Description of the task
This exercise calls for copying every line below that holds the word "curb".

Extracted records
────────────────────

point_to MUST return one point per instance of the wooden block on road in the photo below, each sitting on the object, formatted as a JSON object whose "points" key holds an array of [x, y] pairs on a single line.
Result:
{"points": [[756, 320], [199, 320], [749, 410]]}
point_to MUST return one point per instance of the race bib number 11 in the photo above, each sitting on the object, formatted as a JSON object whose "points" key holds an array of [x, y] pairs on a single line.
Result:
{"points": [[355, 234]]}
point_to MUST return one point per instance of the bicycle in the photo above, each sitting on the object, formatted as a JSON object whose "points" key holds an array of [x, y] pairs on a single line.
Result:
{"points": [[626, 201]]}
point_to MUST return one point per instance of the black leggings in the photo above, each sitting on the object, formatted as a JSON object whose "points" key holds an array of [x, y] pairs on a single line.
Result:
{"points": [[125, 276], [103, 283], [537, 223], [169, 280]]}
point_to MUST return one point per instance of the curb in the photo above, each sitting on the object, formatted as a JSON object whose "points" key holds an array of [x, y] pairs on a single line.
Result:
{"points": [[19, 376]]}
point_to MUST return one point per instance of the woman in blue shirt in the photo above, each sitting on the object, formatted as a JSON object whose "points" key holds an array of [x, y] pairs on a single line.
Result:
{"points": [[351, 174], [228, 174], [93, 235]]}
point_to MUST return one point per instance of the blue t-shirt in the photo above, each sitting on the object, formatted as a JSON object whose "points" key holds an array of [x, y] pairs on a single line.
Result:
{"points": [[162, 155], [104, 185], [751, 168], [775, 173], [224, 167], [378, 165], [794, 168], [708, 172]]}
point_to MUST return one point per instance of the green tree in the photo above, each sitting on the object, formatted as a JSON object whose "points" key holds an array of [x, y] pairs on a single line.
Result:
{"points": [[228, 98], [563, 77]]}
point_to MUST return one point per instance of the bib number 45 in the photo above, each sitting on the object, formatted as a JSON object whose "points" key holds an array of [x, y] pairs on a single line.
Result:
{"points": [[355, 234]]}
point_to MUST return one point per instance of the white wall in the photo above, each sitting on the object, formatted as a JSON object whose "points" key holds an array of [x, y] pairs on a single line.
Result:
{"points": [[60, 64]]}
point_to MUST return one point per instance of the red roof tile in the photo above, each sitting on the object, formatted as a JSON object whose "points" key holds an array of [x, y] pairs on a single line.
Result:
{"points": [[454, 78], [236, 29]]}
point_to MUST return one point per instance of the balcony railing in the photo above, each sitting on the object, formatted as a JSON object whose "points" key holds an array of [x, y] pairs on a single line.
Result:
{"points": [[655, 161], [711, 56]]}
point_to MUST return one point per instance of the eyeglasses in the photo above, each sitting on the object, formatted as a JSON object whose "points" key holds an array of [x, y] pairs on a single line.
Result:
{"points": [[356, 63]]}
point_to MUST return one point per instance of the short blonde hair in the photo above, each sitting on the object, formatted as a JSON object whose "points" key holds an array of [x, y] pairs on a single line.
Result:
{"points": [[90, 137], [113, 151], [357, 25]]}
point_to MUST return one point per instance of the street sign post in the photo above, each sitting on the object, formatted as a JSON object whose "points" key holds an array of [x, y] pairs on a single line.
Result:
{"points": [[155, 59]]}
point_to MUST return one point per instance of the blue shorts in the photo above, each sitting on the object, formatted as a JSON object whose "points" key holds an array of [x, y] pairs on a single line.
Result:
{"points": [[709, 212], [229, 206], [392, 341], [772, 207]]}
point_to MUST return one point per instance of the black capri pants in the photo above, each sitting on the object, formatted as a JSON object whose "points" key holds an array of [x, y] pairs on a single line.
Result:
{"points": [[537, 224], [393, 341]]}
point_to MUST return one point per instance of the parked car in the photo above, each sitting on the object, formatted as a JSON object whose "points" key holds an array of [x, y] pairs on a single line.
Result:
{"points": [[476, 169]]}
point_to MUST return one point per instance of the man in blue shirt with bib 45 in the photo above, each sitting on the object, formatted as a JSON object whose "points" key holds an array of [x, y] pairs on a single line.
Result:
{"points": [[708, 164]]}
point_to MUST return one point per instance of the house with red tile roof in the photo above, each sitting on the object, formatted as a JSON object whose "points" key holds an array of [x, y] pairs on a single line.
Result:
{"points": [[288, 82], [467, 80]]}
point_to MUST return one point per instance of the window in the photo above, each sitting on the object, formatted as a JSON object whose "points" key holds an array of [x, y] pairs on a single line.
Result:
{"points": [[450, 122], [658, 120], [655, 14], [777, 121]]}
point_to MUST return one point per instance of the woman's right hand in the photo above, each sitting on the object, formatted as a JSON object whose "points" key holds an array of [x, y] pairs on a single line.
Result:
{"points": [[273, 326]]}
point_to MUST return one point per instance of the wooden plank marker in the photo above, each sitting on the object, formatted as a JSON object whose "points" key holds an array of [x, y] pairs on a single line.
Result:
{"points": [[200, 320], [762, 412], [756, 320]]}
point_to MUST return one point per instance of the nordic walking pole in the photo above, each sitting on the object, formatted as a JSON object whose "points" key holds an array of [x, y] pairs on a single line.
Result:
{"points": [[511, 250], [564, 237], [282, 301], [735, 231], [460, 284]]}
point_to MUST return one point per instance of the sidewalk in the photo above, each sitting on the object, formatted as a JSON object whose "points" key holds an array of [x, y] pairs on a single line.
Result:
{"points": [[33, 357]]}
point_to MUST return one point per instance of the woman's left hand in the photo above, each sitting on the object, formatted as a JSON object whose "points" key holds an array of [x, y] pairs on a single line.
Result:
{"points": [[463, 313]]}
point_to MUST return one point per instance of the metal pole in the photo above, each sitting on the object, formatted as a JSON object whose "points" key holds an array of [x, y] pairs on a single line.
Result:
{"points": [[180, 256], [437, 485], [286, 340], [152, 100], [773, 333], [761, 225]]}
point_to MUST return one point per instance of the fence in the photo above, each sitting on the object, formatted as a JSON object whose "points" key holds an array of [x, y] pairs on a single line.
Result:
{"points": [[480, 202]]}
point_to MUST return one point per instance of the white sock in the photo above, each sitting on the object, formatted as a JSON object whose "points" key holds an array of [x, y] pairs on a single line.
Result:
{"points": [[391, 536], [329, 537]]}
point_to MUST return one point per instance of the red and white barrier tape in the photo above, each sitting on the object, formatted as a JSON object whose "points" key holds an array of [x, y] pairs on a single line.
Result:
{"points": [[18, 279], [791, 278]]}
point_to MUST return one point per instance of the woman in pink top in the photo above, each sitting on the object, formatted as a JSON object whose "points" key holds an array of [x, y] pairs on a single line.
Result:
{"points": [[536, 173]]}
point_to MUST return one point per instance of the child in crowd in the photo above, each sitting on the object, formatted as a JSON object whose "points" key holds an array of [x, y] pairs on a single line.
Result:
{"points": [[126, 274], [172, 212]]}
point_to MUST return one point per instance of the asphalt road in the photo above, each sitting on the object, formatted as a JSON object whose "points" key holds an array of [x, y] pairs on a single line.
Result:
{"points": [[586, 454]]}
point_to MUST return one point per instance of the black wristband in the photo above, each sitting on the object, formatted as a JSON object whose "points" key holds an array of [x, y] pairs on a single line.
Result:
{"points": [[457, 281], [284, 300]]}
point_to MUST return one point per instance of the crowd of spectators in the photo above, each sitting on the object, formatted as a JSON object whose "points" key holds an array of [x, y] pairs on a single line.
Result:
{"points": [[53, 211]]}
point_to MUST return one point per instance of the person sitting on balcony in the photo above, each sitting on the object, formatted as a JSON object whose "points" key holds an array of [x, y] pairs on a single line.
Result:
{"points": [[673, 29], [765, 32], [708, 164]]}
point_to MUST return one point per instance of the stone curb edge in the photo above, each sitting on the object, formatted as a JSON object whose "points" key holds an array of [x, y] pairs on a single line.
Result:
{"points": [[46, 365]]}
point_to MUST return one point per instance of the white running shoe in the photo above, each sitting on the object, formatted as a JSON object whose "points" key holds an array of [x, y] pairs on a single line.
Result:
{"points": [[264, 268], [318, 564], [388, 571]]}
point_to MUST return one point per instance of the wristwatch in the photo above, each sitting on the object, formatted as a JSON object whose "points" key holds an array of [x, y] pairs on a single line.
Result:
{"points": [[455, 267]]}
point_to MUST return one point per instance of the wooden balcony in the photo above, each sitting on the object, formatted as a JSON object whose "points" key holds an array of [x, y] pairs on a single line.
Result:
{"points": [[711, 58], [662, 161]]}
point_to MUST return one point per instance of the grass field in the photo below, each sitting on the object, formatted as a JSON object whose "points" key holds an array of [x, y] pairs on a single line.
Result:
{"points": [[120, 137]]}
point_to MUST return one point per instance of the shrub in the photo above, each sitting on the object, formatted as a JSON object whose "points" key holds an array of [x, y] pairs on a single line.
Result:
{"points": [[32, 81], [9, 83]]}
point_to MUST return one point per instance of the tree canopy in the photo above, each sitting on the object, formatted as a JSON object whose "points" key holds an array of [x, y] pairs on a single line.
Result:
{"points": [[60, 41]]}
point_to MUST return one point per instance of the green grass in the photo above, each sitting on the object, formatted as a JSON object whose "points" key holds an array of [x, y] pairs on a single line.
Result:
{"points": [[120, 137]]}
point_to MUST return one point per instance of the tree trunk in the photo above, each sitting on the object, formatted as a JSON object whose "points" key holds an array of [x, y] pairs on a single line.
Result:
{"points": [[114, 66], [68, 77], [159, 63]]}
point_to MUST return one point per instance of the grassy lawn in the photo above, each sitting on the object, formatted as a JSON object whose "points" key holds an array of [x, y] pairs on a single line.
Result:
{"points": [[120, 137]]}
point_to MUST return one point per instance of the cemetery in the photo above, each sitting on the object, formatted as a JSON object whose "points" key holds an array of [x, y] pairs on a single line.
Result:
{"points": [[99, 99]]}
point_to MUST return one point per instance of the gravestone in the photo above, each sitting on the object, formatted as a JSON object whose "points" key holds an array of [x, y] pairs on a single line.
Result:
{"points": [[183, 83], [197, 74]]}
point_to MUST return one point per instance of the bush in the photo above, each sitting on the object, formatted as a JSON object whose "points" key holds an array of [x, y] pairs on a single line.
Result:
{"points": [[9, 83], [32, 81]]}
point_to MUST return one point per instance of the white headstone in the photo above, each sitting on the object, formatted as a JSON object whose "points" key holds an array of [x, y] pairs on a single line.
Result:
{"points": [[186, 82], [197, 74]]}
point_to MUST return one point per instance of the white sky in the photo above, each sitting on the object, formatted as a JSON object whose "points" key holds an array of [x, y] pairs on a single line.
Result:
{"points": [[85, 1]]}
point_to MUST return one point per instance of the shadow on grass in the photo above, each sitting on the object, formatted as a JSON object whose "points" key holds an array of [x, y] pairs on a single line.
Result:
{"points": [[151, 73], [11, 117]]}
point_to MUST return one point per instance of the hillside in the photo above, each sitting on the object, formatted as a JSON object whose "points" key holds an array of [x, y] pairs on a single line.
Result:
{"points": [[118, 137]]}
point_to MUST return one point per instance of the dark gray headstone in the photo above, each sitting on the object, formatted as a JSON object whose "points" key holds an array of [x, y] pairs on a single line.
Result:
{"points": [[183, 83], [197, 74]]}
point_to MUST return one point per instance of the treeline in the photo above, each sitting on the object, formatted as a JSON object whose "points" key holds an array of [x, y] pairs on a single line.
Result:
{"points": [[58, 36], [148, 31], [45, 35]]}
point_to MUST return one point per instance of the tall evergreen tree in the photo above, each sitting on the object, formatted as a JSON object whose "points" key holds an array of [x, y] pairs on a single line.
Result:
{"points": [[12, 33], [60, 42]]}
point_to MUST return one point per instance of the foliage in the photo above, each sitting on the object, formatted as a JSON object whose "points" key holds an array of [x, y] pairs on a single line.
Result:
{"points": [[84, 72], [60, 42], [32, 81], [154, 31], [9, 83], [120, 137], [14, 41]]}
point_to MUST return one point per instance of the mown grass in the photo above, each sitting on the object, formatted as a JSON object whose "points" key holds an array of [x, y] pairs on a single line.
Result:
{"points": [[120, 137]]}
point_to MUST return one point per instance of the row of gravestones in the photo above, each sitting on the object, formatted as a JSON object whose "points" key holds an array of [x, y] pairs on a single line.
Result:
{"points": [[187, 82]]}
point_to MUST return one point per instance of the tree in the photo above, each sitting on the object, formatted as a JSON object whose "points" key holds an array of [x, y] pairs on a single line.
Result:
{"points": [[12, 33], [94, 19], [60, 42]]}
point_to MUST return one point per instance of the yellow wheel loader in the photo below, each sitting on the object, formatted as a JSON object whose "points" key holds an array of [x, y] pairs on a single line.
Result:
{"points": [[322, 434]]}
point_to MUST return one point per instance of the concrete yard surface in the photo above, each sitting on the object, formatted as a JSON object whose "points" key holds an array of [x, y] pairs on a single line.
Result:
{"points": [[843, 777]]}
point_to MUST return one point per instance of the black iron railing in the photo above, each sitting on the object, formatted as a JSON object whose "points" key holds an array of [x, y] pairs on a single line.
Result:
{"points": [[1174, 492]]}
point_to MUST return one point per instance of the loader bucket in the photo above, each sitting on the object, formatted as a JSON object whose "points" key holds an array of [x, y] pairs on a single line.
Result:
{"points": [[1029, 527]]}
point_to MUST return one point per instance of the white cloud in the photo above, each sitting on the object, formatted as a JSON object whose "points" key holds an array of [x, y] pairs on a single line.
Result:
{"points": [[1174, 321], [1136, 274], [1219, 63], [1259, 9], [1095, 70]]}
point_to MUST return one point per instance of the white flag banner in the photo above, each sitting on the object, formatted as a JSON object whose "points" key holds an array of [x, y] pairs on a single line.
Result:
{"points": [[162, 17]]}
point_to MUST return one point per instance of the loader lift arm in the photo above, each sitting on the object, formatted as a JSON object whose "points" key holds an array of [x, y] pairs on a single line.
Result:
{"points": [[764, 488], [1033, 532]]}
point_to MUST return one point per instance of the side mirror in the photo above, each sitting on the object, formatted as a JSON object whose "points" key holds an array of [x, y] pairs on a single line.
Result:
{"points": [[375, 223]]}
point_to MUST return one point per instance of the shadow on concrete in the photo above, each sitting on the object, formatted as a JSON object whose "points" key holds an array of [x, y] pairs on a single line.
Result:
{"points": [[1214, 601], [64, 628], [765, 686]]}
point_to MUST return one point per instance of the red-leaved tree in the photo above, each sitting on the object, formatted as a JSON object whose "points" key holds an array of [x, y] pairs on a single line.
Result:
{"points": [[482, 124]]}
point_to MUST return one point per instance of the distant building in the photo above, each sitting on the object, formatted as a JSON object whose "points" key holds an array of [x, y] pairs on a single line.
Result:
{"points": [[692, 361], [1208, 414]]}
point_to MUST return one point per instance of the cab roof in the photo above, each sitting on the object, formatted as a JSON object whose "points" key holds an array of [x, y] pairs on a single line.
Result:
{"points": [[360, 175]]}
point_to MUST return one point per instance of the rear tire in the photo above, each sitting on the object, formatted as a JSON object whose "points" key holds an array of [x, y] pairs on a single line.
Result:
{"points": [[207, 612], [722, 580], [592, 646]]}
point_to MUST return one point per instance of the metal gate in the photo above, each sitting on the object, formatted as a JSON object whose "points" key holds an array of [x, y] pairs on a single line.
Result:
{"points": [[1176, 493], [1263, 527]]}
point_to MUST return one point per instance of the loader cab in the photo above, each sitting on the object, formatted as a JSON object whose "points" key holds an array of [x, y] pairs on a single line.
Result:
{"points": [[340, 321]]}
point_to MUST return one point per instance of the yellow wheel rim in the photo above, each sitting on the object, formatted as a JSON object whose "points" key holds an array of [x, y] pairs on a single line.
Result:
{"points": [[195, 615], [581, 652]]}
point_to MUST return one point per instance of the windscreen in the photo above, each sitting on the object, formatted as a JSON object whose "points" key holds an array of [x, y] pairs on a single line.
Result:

────────────────────

Task solution
point_to MUST return one point per instance of the curb in the photo above, each sitting on the object, formatted as a JSON object whose "points" key holds an array of [x, y] pairs on a single line.
point_to MUST return one point per instance of the stone curb edge in the photo above, each sitting on the object, formatted as a JSON object whose "points" key holds an array of [x, y] pairs on a single line.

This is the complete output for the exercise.